Exercise prompt >> Find the lines in the records that carry the word "instance". Copy each one.

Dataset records
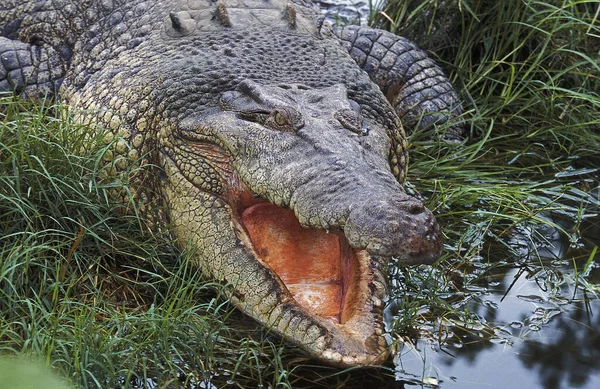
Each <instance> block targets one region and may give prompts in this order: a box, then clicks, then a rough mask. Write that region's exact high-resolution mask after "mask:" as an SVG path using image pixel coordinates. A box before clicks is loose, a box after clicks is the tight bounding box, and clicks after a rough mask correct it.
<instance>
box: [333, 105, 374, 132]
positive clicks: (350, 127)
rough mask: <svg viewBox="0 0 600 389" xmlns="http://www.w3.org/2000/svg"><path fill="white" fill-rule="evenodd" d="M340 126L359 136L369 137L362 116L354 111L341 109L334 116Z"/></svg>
mask: <svg viewBox="0 0 600 389" xmlns="http://www.w3.org/2000/svg"><path fill="white" fill-rule="evenodd" d="M334 117H335V118H336V119H337V121H338V122H340V124H341V125H342V126H343V127H344V128H346V129H348V130H350V131H352V132H354V133H356V134H359V135H363V136H364V135H367V133H368V130H367V128H366V127H365V126H364V125H363V120H362V115H361V114H360V113H358V112H356V111H355V110H353V109H340V110H339V111H337V112H336V113H335V114H334Z"/></svg>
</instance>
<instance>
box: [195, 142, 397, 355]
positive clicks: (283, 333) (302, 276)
mask: <svg viewBox="0 0 600 389" xmlns="http://www.w3.org/2000/svg"><path fill="white" fill-rule="evenodd" d="M189 144H190V145H191V146H192V147H193V148H194V149H195V151H196V152H200V153H201V154H202V155H203V156H205V157H206V156H207V155H210V157H211V165H212V166H213V167H214V168H216V169H217V170H218V171H219V173H220V175H221V178H222V181H221V182H222V184H223V187H222V188H223V192H222V197H221V198H222V199H223V200H225V201H226V202H227V203H228V204H229V209H230V217H231V221H232V223H233V227H234V230H235V233H236V236H237V238H238V239H239V241H240V242H241V243H242V244H243V245H244V247H245V250H246V251H247V253H248V254H249V255H251V256H252V257H253V258H254V259H255V260H256V263H257V264H258V265H259V266H260V267H261V268H263V269H265V270H267V271H268V273H270V274H271V276H272V277H271V279H272V280H273V281H274V283H276V284H278V285H279V287H280V289H279V288H278V289H273V291H274V292H273V293H275V294H273V296H277V302H276V305H273V303H272V301H273V300H270V301H271V302H268V303H266V305H265V307H264V308H265V310H263V311H261V308H260V307H256V306H250V307H251V309H250V310H249V311H247V312H250V315H251V316H252V317H254V318H255V319H257V320H258V321H260V322H263V323H265V324H268V325H270V326H273V327H272V328H274V329H276V331H277V332H280V333H281V334H282V335H284V337H285V338H287V339H290V340H292V342H293V343H296V344H298V345H300V346H302V348H304V349H305V350H306V351H308V352H309V353H310V354H311V355H313V356H316V357H318V358H321V359H325V360H327V361H328V362H329V363H332V364H336V365H339V366H355V365H364V364H370V363H378V362H381V361H382V360H383V359H384V358H385V357H386V356H387V346H386V342H385V339H384V338H383V336H382V335H383V322H382V305H383V301H382V300H383V298H384V296H385V293H386V280H385V275H384V270H383V266H384V265H385V261H382V260H379V261H374V260H373V258H372V257H371V255H370V254H369V253H368V252H367V251H366V250H361V249H354V248H352V247H351V246H350V244H349V242H348V240H347V238H346V237H345V236H344V235H343V234H342V233H341V231H340V232H337V231H332V232H327V231H324V230H321V229H318V228H305V227H303V226H302V225H301V224H300V222H299V221H298V219H297V217H296V215H295V214H294V212H293V211H292V210H290V209H287V208H284V207H280V206H278V205H275V204H273V203H271V202H268V201H267V200H265V199H264V198H262V197H260V196H257V195H256V194H255V193H254V192H253V191H252V190H251V189H250V188H249V187H248V185H246V184H245V183H244V182H243V181H242V179H241V177H240V176H239V174H238V173H237V172H236V170H235V169H234V167H233V166H232V163H231V159H230V158H229V156H227V155H226V154H225V152H224V151H223V150H222V149H221V148H220V147H218V146H216V145H214V144H209V143H204V142H197V141H191V142H189ZM241 265H242V264H241ZM269 282H270V281H269ZM247 292H250V291H246V292H244V293H247ZM234 294H235V291H234ZM241 296H242V297H240V300H238V301H240V302H241V304H240V307H242V308H243V307H244V303H243V301H244V300H243V299H244V297H243V293H242V294H241ZM236 298H238V297H236ZM273 299H275V297H273ZM259 304H260V303H259ZM243 309H245V308H243ZM284 318H285V319H284ZM298 320H300V321H298ZM300 322H302V323H303V324H302V326H303V328H304V329H300V328H298V325H300V324H299V323H300ZM292 323H294V324H292Z"/></svg>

Task answer >>
Each <instance> block targets one region and may give prompts in this order: a box, then clicks, then a rough mask. Write that region's exact high-resolution mask after "mask:" as an SVG path using image pixel coordinates. A box before clicks is loose, a box after clicks is the tight bounding box, and clicks after a rough mask correct it.
<instance>
</instance>
<instance>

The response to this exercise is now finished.